_Objective_.
Locate every line in the data below that contains the word "sweater" and copy each of those lines.

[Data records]
══════════

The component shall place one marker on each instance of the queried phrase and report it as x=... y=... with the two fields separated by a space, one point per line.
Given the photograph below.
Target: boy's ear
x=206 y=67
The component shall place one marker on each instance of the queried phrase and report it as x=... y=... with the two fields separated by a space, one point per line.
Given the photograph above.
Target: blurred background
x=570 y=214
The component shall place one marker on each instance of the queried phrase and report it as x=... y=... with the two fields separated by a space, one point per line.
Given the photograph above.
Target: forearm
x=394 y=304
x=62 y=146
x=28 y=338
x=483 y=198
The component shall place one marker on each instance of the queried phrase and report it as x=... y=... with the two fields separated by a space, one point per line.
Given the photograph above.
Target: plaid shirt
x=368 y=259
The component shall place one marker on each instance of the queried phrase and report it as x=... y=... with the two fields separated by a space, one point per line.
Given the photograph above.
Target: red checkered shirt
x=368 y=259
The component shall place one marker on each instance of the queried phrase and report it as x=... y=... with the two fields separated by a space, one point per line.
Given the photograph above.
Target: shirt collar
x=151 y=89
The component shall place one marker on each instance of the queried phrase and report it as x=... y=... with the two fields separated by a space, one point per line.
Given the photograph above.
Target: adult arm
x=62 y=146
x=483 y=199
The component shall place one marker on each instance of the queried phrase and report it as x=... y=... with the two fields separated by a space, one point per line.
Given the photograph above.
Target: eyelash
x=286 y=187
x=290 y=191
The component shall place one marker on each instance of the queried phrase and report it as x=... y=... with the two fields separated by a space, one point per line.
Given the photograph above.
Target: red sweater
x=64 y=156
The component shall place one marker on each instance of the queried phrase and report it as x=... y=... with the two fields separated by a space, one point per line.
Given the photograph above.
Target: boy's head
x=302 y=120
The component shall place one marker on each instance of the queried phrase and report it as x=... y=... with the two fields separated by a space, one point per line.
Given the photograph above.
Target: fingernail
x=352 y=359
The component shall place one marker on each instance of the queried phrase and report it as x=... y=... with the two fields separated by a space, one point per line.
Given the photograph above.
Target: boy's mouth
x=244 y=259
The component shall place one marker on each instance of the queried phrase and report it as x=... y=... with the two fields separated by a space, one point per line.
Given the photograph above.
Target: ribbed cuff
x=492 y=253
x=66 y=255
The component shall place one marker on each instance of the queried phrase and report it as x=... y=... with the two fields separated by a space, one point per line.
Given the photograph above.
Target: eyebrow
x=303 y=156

══════════

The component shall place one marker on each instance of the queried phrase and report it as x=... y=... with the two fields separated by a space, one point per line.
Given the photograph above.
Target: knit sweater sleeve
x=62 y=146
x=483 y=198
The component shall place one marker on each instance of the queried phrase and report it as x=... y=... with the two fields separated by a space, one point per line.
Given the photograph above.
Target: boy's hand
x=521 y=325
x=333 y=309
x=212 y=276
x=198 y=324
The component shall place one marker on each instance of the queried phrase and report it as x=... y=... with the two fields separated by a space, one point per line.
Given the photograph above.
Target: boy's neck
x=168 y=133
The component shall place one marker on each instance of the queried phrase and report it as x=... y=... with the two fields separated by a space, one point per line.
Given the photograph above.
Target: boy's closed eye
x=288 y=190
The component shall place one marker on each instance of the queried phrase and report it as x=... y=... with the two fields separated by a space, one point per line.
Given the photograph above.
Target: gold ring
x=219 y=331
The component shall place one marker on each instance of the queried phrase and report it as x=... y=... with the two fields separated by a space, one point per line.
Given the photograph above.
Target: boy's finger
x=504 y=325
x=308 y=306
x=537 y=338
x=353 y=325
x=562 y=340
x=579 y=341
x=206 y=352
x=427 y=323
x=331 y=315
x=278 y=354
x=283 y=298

══════════

_Result of the task_.
Target: red sweater
Target: knit sweater sleeve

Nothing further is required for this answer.